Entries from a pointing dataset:

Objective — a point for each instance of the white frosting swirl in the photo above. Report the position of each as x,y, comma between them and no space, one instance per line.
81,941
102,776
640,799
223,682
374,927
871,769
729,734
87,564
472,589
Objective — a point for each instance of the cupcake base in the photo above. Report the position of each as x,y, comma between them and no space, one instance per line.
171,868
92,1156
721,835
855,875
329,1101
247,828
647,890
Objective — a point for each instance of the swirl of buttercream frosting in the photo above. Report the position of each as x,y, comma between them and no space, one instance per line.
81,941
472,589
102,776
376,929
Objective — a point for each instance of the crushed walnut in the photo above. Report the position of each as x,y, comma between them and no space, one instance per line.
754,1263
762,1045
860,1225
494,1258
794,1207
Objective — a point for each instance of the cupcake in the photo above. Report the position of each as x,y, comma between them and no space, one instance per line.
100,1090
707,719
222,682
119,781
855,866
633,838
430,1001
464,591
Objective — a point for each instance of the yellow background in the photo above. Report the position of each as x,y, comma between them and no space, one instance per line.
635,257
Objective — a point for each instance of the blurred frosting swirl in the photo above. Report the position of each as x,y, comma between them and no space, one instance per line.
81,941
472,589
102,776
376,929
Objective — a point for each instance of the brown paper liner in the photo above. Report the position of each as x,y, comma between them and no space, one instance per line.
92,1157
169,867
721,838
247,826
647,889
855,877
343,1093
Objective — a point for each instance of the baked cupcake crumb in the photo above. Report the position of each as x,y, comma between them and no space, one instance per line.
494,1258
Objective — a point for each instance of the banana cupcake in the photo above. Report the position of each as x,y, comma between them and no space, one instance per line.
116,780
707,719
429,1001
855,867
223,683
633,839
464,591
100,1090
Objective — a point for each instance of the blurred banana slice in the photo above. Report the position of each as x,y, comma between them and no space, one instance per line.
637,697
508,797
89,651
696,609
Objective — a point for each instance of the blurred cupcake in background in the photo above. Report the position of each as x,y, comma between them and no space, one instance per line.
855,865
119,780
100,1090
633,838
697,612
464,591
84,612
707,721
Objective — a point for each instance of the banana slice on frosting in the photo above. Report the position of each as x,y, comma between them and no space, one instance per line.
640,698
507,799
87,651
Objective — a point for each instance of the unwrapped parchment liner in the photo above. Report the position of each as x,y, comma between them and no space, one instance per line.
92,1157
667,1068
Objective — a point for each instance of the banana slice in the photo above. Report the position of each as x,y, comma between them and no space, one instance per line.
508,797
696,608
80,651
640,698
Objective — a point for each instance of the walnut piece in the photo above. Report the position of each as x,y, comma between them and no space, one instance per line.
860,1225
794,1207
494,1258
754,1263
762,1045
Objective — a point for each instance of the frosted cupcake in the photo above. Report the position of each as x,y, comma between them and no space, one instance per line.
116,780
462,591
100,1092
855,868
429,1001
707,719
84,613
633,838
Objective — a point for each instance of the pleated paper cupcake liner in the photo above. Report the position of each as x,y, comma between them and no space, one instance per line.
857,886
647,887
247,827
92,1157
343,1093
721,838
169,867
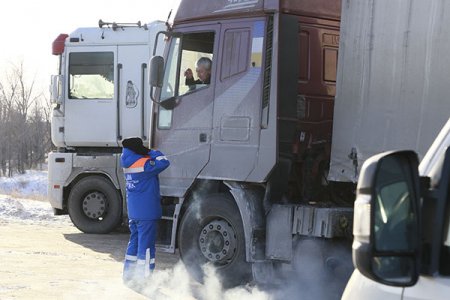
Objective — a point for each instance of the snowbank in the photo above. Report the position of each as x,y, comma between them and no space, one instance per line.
28,211
18,197
31,185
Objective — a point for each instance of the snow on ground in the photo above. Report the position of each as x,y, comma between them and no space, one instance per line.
18,199
31,185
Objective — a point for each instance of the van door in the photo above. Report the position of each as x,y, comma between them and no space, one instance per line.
184,132
90,104
133,91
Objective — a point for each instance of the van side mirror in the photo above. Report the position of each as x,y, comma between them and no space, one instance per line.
56,89
156,71
386,246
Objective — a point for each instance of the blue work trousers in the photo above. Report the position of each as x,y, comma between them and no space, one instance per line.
141,250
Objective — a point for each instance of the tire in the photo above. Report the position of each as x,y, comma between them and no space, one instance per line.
95,205
211,231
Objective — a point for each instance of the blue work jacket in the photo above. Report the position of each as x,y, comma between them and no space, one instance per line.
141,175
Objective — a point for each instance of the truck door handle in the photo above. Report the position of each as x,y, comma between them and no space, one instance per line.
143,67
119,69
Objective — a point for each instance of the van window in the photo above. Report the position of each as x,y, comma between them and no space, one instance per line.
91,75
444,263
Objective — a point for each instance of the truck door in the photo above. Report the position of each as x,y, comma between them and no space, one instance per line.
184,132
90,102
133,100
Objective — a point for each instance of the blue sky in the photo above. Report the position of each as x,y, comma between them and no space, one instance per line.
28,28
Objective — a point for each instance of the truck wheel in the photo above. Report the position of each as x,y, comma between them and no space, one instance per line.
211,231
94,205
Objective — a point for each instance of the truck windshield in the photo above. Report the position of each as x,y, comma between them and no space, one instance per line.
189,64
91,75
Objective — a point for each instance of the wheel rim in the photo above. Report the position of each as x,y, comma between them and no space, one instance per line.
217,241
95,205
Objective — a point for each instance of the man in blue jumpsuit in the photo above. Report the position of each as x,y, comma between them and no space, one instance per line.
141,167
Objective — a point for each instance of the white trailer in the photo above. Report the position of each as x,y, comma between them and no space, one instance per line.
101,96
392,87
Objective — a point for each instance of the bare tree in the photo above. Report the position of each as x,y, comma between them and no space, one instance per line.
24,123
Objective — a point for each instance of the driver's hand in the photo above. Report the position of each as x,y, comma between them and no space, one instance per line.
188,74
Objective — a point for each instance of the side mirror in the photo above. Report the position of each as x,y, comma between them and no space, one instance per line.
156,70
386,246
56,89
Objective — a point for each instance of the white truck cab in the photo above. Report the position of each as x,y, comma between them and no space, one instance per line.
101,96
401,247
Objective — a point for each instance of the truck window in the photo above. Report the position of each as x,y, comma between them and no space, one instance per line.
195,56
190,51
91,75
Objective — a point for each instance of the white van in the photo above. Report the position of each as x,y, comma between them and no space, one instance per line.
401,247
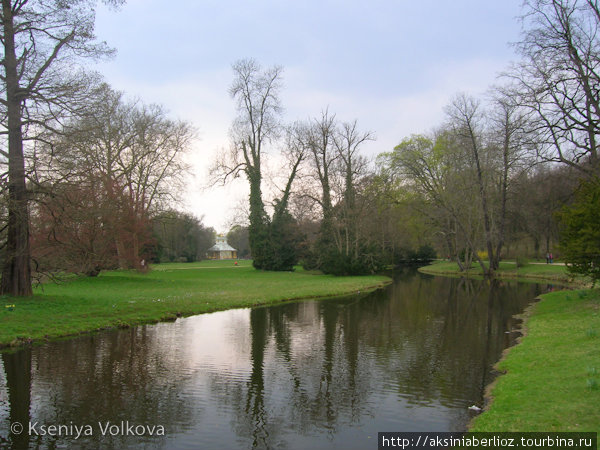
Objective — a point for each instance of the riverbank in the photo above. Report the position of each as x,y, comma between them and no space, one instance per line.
127,298
551,379
551,273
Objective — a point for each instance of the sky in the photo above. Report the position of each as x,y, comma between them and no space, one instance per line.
390,64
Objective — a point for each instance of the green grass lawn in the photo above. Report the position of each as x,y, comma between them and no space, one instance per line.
125,298
552,380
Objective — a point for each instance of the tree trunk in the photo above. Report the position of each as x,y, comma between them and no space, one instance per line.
16,272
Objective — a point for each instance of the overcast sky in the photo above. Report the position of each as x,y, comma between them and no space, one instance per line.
391,64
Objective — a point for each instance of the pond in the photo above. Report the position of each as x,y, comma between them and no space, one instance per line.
314,374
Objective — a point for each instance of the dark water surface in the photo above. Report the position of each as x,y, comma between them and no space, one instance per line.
310,375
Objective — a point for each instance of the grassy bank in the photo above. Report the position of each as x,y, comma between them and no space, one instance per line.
552,380
124,298
552,273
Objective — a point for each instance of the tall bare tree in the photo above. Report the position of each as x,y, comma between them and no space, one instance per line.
40,41
130,155
257,92
558,80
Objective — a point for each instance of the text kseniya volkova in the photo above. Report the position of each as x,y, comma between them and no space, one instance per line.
123,428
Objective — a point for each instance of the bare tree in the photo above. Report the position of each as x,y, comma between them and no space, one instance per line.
348,140
131,155
466,118
256,92
558,80
40,40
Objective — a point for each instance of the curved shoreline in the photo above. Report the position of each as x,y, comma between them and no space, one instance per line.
126,299
543,385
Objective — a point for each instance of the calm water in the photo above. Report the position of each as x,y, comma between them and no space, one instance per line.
317,374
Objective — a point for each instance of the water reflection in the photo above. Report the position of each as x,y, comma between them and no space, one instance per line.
299,375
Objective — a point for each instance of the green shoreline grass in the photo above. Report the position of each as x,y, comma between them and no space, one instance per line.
127,298
551,379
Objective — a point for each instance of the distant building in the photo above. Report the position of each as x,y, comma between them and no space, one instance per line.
221,250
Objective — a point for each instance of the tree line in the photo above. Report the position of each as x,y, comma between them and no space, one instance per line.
506,174
90,177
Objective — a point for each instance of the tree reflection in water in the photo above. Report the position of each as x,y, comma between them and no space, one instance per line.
308,374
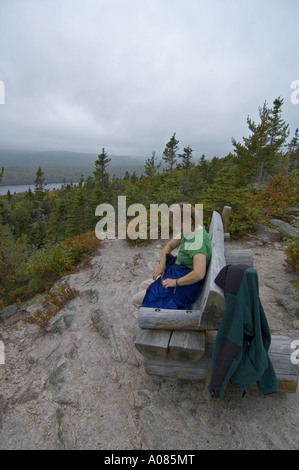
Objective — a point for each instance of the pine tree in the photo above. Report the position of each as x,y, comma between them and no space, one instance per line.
170,154
186,157
293,153
100,173
151,168
261,156
40,183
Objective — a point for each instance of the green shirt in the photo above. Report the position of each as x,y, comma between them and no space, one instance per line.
198,243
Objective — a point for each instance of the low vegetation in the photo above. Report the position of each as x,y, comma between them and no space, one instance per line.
45,234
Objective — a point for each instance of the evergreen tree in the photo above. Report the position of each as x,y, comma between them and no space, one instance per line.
169,154
293,153
100,174
151,168
40,183
186,157
261,156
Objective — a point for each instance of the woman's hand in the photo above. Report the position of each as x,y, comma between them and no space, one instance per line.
169,283
158,271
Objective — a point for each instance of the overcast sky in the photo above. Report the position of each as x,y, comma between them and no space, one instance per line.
126,74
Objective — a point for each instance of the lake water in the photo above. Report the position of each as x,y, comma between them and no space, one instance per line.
21,188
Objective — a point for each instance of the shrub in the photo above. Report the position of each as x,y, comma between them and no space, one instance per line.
292,252
47,265
53,302
280,194
82,245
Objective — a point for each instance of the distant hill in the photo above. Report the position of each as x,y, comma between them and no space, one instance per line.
32,158
20,166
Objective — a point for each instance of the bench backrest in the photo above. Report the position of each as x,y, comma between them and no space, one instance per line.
211,303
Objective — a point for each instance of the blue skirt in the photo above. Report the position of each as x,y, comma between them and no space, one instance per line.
179,297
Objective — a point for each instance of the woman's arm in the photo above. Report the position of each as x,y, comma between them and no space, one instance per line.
169,247
198,273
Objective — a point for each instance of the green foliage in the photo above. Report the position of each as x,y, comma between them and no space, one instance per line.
43,235
46,266
281,193
261,157
169,154
54,301
292,252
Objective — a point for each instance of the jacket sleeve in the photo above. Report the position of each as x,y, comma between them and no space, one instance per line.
227,350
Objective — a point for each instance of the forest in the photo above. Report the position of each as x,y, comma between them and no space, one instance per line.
45,234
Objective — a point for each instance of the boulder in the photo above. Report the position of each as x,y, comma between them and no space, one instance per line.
286,229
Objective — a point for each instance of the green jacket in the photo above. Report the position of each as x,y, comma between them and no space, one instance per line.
240,352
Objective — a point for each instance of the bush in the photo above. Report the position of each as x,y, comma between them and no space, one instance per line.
280,194
47,265
53,302
82,245
292,252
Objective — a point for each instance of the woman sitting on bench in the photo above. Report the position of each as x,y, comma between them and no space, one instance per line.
177,281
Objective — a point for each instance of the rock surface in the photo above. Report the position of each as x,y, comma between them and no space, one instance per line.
80,384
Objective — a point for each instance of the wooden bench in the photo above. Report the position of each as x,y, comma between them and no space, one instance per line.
179,343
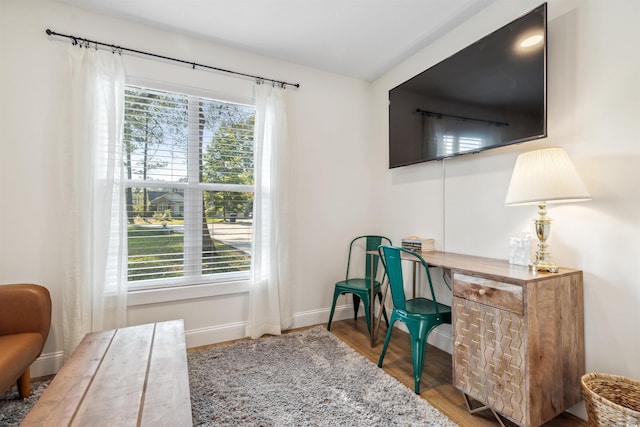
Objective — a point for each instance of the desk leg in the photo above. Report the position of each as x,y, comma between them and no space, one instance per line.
414,279
372,305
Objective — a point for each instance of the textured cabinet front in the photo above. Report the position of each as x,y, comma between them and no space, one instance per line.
489,356
519,346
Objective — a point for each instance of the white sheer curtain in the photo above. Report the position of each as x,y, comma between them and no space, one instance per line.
270,309
94,251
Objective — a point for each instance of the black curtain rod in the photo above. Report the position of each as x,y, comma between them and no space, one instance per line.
119,49
440,115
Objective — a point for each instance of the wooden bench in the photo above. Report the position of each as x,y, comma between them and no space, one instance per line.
134,376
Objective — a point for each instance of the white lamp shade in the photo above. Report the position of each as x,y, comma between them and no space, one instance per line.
545,175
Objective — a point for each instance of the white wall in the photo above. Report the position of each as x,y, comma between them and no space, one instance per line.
593,100
331,176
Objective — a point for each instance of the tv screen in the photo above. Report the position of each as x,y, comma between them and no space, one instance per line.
490,94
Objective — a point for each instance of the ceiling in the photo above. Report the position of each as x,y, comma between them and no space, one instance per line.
356,38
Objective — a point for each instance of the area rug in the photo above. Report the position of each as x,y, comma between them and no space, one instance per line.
13,409
307,378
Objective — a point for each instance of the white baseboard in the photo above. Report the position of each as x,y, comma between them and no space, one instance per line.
47,364
234,331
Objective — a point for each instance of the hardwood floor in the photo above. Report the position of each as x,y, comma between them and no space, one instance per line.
436,387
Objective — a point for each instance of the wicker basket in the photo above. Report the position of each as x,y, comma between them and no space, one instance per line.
611,400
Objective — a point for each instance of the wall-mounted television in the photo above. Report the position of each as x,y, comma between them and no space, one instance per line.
490,94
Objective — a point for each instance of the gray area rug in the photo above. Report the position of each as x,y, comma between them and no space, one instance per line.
13,409
307,378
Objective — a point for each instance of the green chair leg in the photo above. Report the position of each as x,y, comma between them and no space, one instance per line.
336,294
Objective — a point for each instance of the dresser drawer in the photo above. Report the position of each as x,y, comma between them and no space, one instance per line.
506,296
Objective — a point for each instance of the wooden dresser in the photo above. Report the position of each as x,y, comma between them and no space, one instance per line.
518,336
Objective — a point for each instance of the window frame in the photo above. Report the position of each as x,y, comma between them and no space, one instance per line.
188,287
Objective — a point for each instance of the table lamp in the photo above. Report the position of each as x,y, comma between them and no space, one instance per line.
543,177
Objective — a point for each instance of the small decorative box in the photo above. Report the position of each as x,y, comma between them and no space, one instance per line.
417,244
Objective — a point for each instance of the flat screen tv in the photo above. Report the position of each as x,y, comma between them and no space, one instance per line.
490,94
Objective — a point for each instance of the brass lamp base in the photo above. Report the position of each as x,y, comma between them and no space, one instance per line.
543,229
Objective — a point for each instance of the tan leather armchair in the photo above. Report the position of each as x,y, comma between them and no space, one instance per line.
25,318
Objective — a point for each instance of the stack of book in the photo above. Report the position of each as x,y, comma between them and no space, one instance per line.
417,244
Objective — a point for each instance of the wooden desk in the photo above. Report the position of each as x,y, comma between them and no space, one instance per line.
135,376
518,336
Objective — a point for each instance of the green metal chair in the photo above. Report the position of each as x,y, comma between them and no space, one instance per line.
420,315
360,287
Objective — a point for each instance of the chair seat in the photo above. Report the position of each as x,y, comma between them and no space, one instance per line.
426,306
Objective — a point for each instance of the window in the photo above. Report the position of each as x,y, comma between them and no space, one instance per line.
188,188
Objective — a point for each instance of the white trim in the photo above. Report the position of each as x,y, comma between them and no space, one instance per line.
177,293
50,363
47,364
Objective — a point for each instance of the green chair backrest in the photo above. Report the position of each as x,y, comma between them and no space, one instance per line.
392,260
371,244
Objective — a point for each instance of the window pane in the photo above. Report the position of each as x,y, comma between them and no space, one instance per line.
227,148
230,230
189,163
155,234
155,135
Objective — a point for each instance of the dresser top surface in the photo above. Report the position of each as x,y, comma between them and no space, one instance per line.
489,267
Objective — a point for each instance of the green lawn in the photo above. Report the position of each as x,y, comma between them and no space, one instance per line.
156,252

## What you will do
Repeat, without changes, every line from the one that contains "Objective — a point for each instance of the green metal" through the final line of the data.

## Solution to the problem
Objective — a point for each instance of the green metal chair in the photo above. Report the position of each as x,y, comma between them and no space, one instance per line.
420,315
360,287
Objective — a point for each instance of the chair seat in the photo above. Report the position of each as x,y, comma between them and no space, one instance per line.
426,306
Objective — a point for each instance of the window in the photo above. Report the position of each as x,y, comma between them and no space, one instance per line.
188,188
Objective — a point for each instance of the white trim in the photo above. Report the position of each as x,y, comma between them and no space, one instance per line.
177,293
50,363
47,364
Objective — a point for each instance of the green chair backrest in the photo above. Report the position of each as x,y, comma between them and no space, one instance per line.
392,260
371,244
Objective — a point for each instance of the window pane in the photo above. Report the position of each as x,y, comma between them and no space, one instance per line.
227,148
230,230
189,163
155,234
155,135
Objective — a point for each instance of the dresser top surface in the photo above. Report the position of each as x,y, comma between them and no space, one instance per line.
489,267
Objective — a point for each instance of the green lawn in the photo above. Report the position of each as x,y, comma between them and no space, one instance per line.
156,252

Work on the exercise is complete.